-------- Source data
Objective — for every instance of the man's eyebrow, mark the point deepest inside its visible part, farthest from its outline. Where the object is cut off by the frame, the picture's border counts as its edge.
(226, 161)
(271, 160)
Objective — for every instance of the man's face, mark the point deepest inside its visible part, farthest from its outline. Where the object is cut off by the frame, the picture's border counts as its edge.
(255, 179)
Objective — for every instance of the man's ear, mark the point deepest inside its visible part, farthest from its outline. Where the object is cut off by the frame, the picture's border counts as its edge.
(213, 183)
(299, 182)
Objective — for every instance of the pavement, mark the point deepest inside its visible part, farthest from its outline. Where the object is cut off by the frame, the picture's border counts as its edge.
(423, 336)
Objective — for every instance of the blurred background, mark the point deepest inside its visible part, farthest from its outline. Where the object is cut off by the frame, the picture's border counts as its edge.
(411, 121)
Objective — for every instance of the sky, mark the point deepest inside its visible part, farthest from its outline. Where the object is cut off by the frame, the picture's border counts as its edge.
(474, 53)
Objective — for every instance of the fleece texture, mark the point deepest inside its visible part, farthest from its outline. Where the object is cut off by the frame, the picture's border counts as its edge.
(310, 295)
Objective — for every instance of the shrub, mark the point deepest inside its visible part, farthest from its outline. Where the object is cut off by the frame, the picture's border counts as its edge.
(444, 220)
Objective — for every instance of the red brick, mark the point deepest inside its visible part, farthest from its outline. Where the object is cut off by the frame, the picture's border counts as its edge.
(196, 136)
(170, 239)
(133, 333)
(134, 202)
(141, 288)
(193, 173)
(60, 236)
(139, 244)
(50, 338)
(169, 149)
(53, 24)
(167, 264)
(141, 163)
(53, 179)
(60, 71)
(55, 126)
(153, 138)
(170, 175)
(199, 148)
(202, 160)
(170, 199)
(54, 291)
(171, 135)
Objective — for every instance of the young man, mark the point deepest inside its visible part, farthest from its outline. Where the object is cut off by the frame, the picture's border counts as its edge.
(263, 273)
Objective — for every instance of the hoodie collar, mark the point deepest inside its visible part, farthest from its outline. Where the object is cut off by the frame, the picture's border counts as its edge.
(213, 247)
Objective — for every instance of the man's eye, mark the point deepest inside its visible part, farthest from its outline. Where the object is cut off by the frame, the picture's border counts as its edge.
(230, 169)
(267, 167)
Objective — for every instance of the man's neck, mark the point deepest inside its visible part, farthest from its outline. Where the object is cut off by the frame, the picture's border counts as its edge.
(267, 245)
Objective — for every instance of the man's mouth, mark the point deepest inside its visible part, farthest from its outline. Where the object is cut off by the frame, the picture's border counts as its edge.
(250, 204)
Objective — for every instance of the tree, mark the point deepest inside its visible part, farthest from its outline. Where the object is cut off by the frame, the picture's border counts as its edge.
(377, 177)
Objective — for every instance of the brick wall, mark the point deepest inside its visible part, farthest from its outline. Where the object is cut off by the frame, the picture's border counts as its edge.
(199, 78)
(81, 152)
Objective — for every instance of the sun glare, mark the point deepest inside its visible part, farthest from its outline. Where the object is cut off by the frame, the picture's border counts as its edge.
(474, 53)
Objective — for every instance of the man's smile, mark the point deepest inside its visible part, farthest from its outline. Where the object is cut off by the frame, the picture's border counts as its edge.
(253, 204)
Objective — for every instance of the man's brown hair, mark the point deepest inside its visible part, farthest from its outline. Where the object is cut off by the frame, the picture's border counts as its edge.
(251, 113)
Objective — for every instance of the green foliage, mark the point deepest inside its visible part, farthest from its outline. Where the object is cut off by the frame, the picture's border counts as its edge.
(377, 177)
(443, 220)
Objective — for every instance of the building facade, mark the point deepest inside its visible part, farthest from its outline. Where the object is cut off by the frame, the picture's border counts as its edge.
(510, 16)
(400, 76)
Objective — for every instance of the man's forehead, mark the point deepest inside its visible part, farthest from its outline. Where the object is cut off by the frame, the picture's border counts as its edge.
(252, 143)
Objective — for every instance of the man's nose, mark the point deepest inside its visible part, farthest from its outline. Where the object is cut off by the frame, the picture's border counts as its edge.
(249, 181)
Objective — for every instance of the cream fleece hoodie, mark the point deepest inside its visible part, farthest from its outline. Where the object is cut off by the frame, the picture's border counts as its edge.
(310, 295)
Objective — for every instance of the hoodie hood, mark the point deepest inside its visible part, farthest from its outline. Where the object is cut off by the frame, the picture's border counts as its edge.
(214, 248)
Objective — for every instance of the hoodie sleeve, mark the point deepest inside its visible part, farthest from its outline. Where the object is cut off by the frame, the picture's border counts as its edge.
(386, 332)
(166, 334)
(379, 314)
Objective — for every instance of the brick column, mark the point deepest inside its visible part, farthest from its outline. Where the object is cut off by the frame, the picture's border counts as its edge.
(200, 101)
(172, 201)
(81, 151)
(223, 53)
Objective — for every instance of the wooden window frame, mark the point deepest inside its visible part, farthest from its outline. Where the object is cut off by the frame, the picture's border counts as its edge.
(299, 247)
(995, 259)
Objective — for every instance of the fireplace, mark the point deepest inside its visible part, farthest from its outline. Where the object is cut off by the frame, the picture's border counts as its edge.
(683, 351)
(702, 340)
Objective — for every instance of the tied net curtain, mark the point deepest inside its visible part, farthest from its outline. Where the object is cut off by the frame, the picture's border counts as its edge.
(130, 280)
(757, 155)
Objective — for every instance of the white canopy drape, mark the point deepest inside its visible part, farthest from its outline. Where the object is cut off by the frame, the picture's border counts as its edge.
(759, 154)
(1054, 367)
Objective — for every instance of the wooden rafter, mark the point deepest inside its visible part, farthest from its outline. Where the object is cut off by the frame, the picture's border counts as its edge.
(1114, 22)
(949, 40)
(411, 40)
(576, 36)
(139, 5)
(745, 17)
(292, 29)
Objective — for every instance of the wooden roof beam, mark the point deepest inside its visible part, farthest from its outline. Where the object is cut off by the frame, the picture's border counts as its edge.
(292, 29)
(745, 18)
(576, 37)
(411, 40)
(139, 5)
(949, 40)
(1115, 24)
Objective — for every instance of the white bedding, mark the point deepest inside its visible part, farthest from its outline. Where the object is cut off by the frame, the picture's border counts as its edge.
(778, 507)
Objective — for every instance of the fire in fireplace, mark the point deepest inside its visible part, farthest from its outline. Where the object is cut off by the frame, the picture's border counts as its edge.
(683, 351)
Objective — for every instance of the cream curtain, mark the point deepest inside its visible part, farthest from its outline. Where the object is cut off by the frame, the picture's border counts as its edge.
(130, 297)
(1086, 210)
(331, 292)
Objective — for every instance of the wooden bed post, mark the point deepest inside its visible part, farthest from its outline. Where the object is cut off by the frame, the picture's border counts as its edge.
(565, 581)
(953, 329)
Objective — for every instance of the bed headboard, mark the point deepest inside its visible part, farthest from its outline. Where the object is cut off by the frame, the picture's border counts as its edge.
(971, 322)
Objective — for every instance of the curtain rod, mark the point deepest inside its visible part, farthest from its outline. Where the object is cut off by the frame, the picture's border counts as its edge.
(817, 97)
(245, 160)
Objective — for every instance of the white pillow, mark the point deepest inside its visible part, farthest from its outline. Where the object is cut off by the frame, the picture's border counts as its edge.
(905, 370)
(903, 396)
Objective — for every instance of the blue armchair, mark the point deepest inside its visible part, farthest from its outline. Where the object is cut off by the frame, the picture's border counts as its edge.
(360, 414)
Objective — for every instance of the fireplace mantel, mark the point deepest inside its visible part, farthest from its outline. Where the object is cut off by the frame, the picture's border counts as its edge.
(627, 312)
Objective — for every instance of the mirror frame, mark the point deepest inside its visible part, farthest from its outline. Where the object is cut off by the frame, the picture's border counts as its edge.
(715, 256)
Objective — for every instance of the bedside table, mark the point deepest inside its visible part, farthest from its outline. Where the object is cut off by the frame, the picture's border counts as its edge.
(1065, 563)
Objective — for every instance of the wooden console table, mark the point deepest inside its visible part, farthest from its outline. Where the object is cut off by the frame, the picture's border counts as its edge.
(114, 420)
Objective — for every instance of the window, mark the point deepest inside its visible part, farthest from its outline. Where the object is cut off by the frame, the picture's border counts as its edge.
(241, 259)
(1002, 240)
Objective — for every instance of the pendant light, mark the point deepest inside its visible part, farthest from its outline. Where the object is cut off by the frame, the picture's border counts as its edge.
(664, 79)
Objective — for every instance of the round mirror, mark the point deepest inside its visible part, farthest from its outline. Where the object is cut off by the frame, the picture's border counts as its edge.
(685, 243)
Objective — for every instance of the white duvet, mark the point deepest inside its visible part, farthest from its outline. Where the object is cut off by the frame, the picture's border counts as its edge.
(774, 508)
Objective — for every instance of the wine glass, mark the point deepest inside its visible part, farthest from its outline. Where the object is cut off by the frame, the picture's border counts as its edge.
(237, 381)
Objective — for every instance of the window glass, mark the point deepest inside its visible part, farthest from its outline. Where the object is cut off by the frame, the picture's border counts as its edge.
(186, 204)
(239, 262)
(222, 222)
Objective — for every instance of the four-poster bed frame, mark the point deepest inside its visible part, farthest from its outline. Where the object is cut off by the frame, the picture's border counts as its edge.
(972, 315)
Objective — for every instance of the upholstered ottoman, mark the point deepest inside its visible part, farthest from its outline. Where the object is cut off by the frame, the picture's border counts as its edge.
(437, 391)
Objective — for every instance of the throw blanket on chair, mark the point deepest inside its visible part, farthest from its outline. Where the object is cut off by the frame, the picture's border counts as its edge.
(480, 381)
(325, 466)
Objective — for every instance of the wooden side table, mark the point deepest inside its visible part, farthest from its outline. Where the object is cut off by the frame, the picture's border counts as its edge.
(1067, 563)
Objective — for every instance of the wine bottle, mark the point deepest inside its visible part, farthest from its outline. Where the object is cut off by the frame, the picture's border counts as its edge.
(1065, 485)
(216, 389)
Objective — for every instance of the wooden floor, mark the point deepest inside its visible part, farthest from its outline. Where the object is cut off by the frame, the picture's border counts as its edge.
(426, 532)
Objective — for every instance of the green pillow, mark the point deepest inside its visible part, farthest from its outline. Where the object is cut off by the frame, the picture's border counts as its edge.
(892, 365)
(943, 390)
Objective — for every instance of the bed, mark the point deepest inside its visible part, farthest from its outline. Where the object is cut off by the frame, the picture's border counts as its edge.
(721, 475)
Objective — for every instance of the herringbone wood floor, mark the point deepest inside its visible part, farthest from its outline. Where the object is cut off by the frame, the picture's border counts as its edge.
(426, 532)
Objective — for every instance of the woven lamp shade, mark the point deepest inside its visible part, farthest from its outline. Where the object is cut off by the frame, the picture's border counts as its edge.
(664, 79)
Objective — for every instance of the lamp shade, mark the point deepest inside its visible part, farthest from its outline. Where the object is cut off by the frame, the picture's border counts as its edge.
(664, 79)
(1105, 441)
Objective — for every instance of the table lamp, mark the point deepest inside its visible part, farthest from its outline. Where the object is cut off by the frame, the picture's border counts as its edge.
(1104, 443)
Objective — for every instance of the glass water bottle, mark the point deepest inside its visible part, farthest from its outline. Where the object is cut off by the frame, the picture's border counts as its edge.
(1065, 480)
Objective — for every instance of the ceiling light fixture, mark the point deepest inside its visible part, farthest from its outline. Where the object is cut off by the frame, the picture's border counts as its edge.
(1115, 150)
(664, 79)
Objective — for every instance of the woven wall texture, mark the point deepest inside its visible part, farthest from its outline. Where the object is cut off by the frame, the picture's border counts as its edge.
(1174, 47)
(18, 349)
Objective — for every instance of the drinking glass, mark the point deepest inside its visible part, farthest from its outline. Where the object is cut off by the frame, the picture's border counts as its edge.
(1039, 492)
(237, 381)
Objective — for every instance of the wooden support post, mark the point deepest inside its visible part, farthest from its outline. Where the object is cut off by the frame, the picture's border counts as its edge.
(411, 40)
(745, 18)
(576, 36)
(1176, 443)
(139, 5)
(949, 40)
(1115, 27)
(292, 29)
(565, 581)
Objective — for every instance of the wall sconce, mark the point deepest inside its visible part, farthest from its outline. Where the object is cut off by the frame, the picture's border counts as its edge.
----------------
Prompt
Return, exactly and without additions, the lines that run from the one containing "Objective — for every instance of the drinking" to the end of the material above.

Solution for this problem
Objective — for every instance of the drinking glass, mark the point deepest inside its visible part, farthest from its outline. Where the object is cut off by the frame, the picture's border counts as its edge.
(1039, 492)
(237, 381)
Objective — for every instance of the wooden support post, mark the point deepest inside its visible part, farthest from its outline. Where the object is cut off by the frame, the picture's border counts as its edge.
(411, 40)
(745, 18)
(576, 36)
(1176, 443)
(139, 5)
(949, 40)
(1115, 27)
(292, 29)
(565, 581)
Objective — for every instance of the wall sconce, mark the point deepest inside its visible part, farthest from its outline. Where the object is cut off by the frame, the picture's border counts as its edge.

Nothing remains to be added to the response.